**Prompt:**
Reproduce the material below word for word, leaving out the pictures.

-=-=-

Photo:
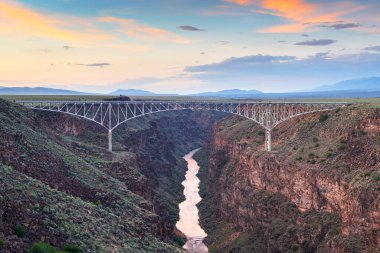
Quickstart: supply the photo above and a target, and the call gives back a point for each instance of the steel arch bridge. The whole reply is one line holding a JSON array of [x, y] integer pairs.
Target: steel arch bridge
[[111, 114]]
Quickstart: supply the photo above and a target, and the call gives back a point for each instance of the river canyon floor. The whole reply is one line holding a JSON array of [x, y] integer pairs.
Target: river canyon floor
[[189, 215]]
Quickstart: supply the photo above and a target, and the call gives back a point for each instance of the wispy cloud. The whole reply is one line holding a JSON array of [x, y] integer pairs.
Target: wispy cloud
[[300, 15], [339, 25], [373, 48], [323, 42], [134, 29], [190, 28], [281, 73], [239, 2], [100, 65], [18, 19]]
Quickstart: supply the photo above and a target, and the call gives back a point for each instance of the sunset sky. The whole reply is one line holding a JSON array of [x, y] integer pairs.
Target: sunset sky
[[187, 46]]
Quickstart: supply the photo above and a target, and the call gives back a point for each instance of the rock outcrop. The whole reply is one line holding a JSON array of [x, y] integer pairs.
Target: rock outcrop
[[318, 193]]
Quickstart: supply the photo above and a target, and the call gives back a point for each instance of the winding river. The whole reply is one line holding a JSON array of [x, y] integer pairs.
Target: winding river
[[188, 212]]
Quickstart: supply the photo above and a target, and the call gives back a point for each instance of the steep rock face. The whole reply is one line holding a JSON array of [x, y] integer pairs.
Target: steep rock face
[[323, 183], [152, 145], [61, 185]]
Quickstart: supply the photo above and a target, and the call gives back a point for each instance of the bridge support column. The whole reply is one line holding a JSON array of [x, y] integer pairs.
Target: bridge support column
[[110, 140], [268, 140]]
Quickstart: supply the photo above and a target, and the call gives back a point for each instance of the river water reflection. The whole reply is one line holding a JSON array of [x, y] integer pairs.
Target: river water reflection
[[188, 212]]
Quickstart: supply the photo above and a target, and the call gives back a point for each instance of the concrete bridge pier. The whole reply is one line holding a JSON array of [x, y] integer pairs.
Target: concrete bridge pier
[[110, 140], [268, 141]]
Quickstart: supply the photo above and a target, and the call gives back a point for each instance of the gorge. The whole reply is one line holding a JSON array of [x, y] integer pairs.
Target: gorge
[[319, 192]]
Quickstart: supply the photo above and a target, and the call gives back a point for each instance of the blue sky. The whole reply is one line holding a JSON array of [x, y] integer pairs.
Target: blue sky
[[186, 46]]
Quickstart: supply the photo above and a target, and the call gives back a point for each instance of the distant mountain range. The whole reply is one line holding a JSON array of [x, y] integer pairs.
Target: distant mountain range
[[134, 92], [228, 93], [38, 91], [364, 87]]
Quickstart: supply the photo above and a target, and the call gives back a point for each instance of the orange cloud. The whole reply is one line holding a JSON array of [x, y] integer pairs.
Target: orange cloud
[[301, 15], [291, 9], [134, 29], [239, 2]]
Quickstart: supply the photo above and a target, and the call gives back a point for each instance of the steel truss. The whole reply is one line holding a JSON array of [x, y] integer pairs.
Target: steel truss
[[110, 115]]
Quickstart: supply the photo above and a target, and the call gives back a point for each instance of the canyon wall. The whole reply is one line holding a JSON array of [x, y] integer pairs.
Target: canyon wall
[[318, 193], [60, 185]]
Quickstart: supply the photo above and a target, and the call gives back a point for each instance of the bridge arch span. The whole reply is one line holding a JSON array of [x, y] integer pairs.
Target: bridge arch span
[[110, 115]]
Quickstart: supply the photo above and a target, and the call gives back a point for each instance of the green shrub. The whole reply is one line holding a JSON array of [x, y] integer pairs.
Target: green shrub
[[341, 146], [329, 153], [72, 249], [323, 117], [2, 243], [20, 231], [41, 247]]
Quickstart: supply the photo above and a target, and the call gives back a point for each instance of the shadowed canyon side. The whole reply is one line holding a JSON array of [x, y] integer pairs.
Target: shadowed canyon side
[[318, 193], [59, 185]]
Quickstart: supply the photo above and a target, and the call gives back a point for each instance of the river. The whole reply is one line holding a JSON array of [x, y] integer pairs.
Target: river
[[188, 222]]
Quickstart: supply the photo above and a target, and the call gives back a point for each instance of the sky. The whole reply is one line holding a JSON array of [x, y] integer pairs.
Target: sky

-=-=-

**Answer below:**
Photo:
Quickstart: supply the photo above and a target, and the call gives back a point for each instance of the steel arch bridge. The whole reply is one line holding a JSON array of [x, y] integer pairs.
Target: steel arch bridge
[[111, 114]]
Quickstart: supply the photo above and a target, and the call gives back a point for each instance of the river canyon floor. The whole reply is one line holding a JSON array of [x, y] integer pairs.
Target: river canyon floor
[[189, 215]]
Quickstart: supply the photo above and a target, and the call gives back a point for each instance of the wispy cloud. The whole reply is one line holding a JSON array of [x, y] integer pairs.
Target: wispy cloud
[[300, 15], [339, 25], [373, 48], [323, 42], [134, 29], [190, 28], [281, 73], [239, 2], [100, 65], [18, 19]]
Quickstart: supply the photo above and a target, and the call gives back a point for each instance of the sunset sky. The whole reply is one line holding a JSON array of [x, y] integer pairs.
Target: sunset sky
[[187, 46]]
Quickstart: supply the photo above and a target, and the call gives back a point for each instance of the rock outcrop. The whole reply is one line holding a JSON array of [x, y] integer pairs.
Target: rock outcrop
[[318, 193]]
Quickstart: supply the photo above and a target, and the call gives back a point for each instance of the winding river. The whole reply is one line holding a JSON array of [x, y] integer pairs.
Target: winding river
[[188, 212]]
Quickstart: supply the photo above and a target, and the call gives back a point for each instance of the steep rock face. The whole reply is one line holding a JSON array of [x, y] integer pairs.
Target: steep rock face
[[323, 183], [152, 145], [61, 185]]
Quickstart: supply the photo above and a target, and the call gives back a point for each instance of the bridge support column. The whole reply is one line holding a JSON array of [x, y] integer pairs.
Target: bridge support column
[[110, 140], [268, 140]]
Quickstart: supply the photo above and a target, and the call gives back a point for each instance of the river water reflection. The whole reply is one line holding a JSON array of [x, y] integer pairs.
Target: river water reflection
[[188, 212]]
Quickstart: supply the photo above and a target, and the call gives back a point for each instance of the concrete bridge pier. The whole reply is one line holding a JSON array of [x, y] integer pairs.
Target: concrete bridge pier
[[110, 140], [268, 141]]
Quickstart: supply the photo above and a target, and the call gives back a point for each instance of the gorge. The whole reply is one line holding a JSON array of [x, y] integer pairs.
Target: gorge
[[319, 192]]
Quickstart: supply the photo above and a target, and the call gives back a point for each instance of the blue sky. The whole reply is one line holding a JSON array of [x, y] integer pairs.
Target: blue sky
[[186, 46]]
Quickstart: supply the photo above and a target, and the call gives back a point for each instance of the distant mountain range. The whole reply is one line holding a JSON array of [x, y] integer pairs.
Target: distant mountain range
[[134, 92], [228, 93], [38, 91], [364, 87]]
Quickstart: supply the photo above and a target, and the call gives back a point for each instance of the orange cloud. The whole reply is one line holding a JSON array of [x, y] integer pairs.
Target: orange cloud
[[301, 15], [291, 9], [134, 29], [239, 2]]
Quickstart: supply the photo above and a target, and the call gives back a point for each instance of the steel truss. The whole reply is one line holding a JSON array of [x, y] integer pairs.
Target: steel truss
[[110, 115]]
Quickstart: supply the photo above and a target, and the call gives back a point for each instance of the canyon wall. The whole reply is one line holding a JSON array of [x, y] integer pairs.
Target: canyon wall
[[318, 193], [60, 185]]
Quickstart: supply the photo above and a target, and the call gives back a point for each instance of the bridge arch span. The whole reply is one line holding a JSON array of [x, y] integer pairs.
Target: bridge arch span
[[110, 115]]
Quickstart: supply the photo above and a target, and the call gives back a point for each instance of the green shrub. The whole reply is one line holding a JSON array of [x, y] integer pairs.
Target: green shrub
[[341, 146], [329, 153], [72, 249], [323, 117], [2, 243], [20, 231], [41, 247]]
Quickstart: supply the photo above and a target, and the call gives back a point for each instance of the shadowed canyon side. The whole reply is one line holding a JSON array of [x, y] integer pairs.
Target: shadowed canyon side
[[318, 193], [59, 185]]
Quickstart: supply the photo above and a target, and the call gives back a point for each instance of the river. The whole reply is one line holding a JSON array of [x, y] integer pairs.
Target: river
[[188, 222]]
Quickstart: supply the photo above and a target, and the call gives back a point for each instance of the sky. The whole reply is one line holding a JSON array of [x, y] integer pairs.
Target: sky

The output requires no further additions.